▸ **To be done**:
Copy out every line of the entries below, requests included, and move each answer outline by adding 129 to all of its coordinates. Leave the numbers in the requests and format samples unchanged, and omit the pictures.

⟨

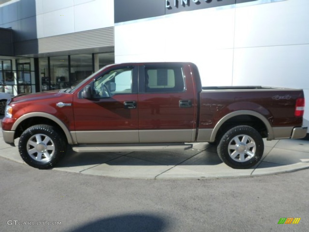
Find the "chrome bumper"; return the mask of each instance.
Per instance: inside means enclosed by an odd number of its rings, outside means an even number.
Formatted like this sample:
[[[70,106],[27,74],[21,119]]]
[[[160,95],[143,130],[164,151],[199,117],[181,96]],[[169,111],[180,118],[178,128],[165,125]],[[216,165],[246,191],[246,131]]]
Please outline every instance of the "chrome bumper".
[[[291,139],[302,139],[307,135],[307,127],[295,127],[293,129],[292,131]]]
[[[3,131],[2,130],[3,134],[3,139],[4,142],[12,146],[15,146],[14,144],[14,131]]]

⟩

▸ **Result of this exercise**:
Find the "chrome bumper"; return the mask of each instance.
Per instance: inside means enclosed by an odd number of its rings, outside means an even number.
Formatted like this sample:
[[[70,106],[27,74],[21,119]]]
[[[160,95],[143,130],[164,151],[199,117],[181,96]],[[169,111],[180,118],[178,128],[165,125]],[[216,165],[246,191],[246,131]]]
Please outline every instance of the "chrome bumper".
[[[420,268],[431,268],[436,264],[436,256],[424,256],[422,258],[421,260]]]
[[[132,260],[131,259],[132,263],[132,268],[133,271],[141,275],[144,275],[143,273],[143,260]]]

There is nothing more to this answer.